[BEGIN PASSAGE PROVIDED]

24 F.3d 249
NOTICE: Ninth Circuit Rule 36-3 provides that dispositions other than opinions or orders designated for publication are not precedential and should not be cited except when relevant under the doctrines of law of the case, res judicata, or collateral estoppel.
Norman SHAW, Jr., Petitioner-Appellant,
v.
Lloyd F. HAMES, Commissioner, Respondent-Appellee.
No. 93-35995.
United States Court of Appeals, Ninth Circuit.
Submitted May 11, 1994.*
Decided May 17, 1994.
Before: HUG, D.W. NELSON, and FERNANDEZ, Circuit Judges.
MEMORANDUM**
Norman Shaw, Jr., an Alaska state prisoner, appeals the district court's dismissal of his 28 U.S.C. Sec. 2254 petition for a writ of habeas corpus. Shaw contends that his equal protection rights were violated when the prosecutor in his trial for first degree robbery impermissibly exercised a peremptory challenge to exclude the only African-American venireperson from the jury. We have jurisdiction pursuant to 28 U.S.C. Sec. 2253, and review de novo. Thomas v. Lewis, 945 F.2d 1119, 1122 (9th Cir.1991). We affirm.
The Equal Protection Clause prohibits the prosecution from using its peremptory challenges to strike venirepersons on the basis of race. Batson v. Kentucky, 476 U.S. 79, 98 (1986); Monteil v. City of Los Angeles, 2 F.3d 335, 339-40 (9th Cir.1993). Such claims are evaluated in three steps: first, the defendant must make a prima facie showing that the prosecutor has exercised peremptory challenges on the basis of race. Hernandez v. New York, 111 S.Ct. 1859, 1866 (1991); Palmer v. Estelle, 985 F.2d 456, 458 (9th Cir.), cert. denied, 113 S.Ct. 3051 (1993). The burden then shift to the prosecutor to articulate a neutral explanation for striking the venirepersons in question. Hernandez, 111 S.Ct. at 1866; Palmer, 985 F.2d at 458. The trial court must then determine whether intentional discrimination has been shown. Hernandez, 111 S.Ct. at 1868; Palmer, 985 F.2d at 458.
We accord a presumption of correctness to the state court's factual findings. 28 U.S.C. Sec. 2254(d); Hernandez, 111 S.Ct. at 1869. The state court's determination that no intentional race discrimination occurred in selecting the jury is a factual finding. Johnson v. Vasquez, 3 F.3d 1327, 1329 (9th Cir.1993), petition for cert. filed, 62 U.S.L.W. 3693 (U.S. Apr. 6, 1994) (No. 93-1575); Palmer, 985 F.2d at 458.
Here, the prosecutor used a peremptory strike against P.C., the only African-American venireperson. The entire venire was asked whether they had ever been charged with a crime of theft. P.C. answered negatively. The prosecutor asked P.C. whether he had ever had any unpleasant experiences with the Alaska Police Department; P.C. again responded negatively. The prosecutor then exercised a peremptory strike against P.C.

[END PASSAGE PROVIDED]

### EXERCISES TO COMPLETE
• a. Retype the rows exactly, from the line containing "the multi-pane window?" through the line containing "[170,1,198,105]".
• b. Write what comes next in the court memorandum on Norman Shaw's habeas appeal, starting after its last sentence.

[BEGIN DATA ENTRIES]

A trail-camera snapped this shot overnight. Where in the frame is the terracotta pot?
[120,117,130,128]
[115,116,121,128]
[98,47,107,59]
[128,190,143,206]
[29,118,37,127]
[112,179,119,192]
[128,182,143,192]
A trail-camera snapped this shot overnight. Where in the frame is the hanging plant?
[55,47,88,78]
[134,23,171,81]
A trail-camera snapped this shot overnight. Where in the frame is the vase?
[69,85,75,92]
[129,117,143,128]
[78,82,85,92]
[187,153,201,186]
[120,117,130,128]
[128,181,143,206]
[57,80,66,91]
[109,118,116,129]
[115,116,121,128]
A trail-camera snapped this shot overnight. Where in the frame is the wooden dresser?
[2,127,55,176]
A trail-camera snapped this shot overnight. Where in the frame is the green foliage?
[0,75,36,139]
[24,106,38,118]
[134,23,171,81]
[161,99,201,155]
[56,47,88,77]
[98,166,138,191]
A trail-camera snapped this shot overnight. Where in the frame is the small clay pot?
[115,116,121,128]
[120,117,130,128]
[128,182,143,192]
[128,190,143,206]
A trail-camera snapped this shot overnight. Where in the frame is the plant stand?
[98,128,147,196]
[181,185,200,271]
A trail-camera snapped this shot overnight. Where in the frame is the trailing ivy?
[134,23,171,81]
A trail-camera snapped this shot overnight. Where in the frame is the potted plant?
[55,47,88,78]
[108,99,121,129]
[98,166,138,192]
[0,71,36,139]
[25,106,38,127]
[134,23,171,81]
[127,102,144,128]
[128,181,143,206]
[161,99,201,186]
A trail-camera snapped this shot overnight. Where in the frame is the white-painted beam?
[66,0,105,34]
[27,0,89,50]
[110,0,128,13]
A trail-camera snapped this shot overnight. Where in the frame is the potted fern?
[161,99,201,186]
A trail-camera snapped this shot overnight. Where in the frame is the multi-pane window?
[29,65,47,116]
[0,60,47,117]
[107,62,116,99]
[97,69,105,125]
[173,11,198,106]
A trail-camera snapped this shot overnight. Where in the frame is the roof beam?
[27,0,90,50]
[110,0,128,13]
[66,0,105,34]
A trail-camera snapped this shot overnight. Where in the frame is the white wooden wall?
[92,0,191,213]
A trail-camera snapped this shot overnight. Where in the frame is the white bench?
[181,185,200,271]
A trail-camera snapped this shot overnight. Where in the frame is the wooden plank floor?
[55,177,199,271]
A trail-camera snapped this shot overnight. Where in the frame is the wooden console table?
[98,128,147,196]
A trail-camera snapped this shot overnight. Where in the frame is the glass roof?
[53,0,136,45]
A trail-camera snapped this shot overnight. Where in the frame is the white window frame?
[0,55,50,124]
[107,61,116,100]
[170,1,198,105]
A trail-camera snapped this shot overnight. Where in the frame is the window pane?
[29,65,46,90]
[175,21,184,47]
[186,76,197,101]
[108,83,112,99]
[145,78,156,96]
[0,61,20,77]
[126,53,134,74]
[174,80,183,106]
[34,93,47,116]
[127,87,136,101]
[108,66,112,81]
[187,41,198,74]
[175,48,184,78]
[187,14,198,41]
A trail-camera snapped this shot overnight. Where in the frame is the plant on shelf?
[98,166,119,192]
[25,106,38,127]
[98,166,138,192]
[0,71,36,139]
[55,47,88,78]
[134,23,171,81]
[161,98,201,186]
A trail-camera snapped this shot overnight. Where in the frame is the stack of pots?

[END DATA ENTRIES]

### ANSWERS BELOW
• a.
A trail-camera snapped this shot overnight. Where in the frame is the multi-pane window?
[29,65,47,116]
[0,60,47,117]
[107,62,116,99]
[97,69,105,125]
[173,11,198,106]
A trail-camera snapped this shot overnight. Where in the frame is the roof beam?
[27,0,90,50]
[110,0,128,13]
[66,0,105,34]
A trail-camera snapped this shot overnight. Where in the frame is the white wooden wall?
[92,0,191,213]
A trail-camera snapped this shot overnight. Where in the frame is the white bench?
[181,185,200,271]
A trail-camera snapped this shot overnight. Where in the frame is the wooden plank floor?
[55,177,199,271]
A trail-camera snapped this shot overnight. Where in the frame is the wooden console table?
[98,128,147,196]
A trail-camera snapped this shot overnight. Where in the frame is the glass roof?
[53,0,136,45]
A trail-camera snapped this shot overnight. Where in the frame is the white window frame?
[0,55,50,124]
[107,61,116,100]
[170,1,198,105]

• b.
Anticipating an objection based on Batson, the prosecutor stated that he was striking P.C. because he had previously been charged with shoplifting, according to a computer report. The prosecutor indicated that P.C.'s denials of previous contact with the police and previous theft charges "really raises issues in my mind whether or not he's being truthful in the jury box." The prosecutor indicated further that P.C.'s denials prevented him from exploring the area further on voir dire without alienating P.C. Shaw's counsel conceded that, if P.C. was in fact previously charged with shoplifting, the prosecution had sufficient grounds for a peremptory challenge. However, Shaw's counsel requested that P.C. be questioned directly about this prior arrest and allowed the opportunity to deny involvement, thus raising the possibility that another person of the same name had suffered the arrest. The prosecutor noted that P.C.'s date of birth matched the date listed on the computer printout. The trial court refused the request for further questioning of P.C., and allowed the peremptory strike.
Because the prosecutor offered a neutral explanation for his peremptory challenge of P.C., we need not determine whether Shaw has established a prima facie case of race discrimination. See Hernandez, 111 S.Ct. at 1866 (once prosecutor offers neutral explanation, defendant's prima facie showing becomes moot); United States v. Bishop, 959 F.2d 820, 824 (9th Cir.1992) (same). The Alaska Court of Appeals found that this challenge was based on a race-neutral ground, and we accord this finding a presumption of correctness. See Johnson, 3 F.2d at 1329; Palmer, 985 F.2d at 458. The prosecutor is entitled to strike a potential juror on the basis of suspected dishonesty. Furthermore, Shaw has indicated no evidence in the record that the proffered explanation was a mere pretext for race discrimination. See Hernandez, 111 S.Ct. at 1867-68 (evidence must show that prosecutor intended to exclude venirepersons because of the membership in a protected racial group).
Shaw argues that he was denied the opportunity to expose the prosecutor's argument as pretextual because he was not allowed to conduct further voir dire of P.C. Specifically, Shaw argues that he should have had the opportunity to allow P.C. to deny that he was the person named in the criminal report, which would eliminate the prosecution's reason for striking P.C. from the jury. This contention has no merit.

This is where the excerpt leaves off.